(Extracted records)

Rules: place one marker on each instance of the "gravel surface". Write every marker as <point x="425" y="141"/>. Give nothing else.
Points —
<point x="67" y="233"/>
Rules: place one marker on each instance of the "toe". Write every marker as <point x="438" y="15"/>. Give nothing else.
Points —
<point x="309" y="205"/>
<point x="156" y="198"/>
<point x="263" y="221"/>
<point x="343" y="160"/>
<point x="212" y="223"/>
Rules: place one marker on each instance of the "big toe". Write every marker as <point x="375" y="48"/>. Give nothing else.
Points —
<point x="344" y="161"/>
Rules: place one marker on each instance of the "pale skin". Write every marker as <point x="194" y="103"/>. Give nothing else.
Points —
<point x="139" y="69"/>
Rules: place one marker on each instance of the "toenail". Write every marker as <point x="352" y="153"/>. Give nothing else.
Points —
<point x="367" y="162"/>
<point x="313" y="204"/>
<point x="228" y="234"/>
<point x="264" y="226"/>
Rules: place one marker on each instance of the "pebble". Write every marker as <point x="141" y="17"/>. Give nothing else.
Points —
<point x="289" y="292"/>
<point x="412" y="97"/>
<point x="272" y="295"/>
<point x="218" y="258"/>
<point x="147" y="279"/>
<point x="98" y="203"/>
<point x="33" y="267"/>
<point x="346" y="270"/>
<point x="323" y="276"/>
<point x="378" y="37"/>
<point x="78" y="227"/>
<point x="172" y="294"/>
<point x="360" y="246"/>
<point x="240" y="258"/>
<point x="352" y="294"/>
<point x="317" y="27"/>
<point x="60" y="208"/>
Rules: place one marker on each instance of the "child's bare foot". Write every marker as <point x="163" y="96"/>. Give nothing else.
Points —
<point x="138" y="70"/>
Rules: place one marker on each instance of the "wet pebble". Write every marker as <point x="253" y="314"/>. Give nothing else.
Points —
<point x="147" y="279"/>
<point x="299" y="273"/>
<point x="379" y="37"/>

EXERCISE BRIEF: Please state how many lines in the records above hold the word "pebble", giving only the number.

RESPONSE TO THIS EXERCISE: 2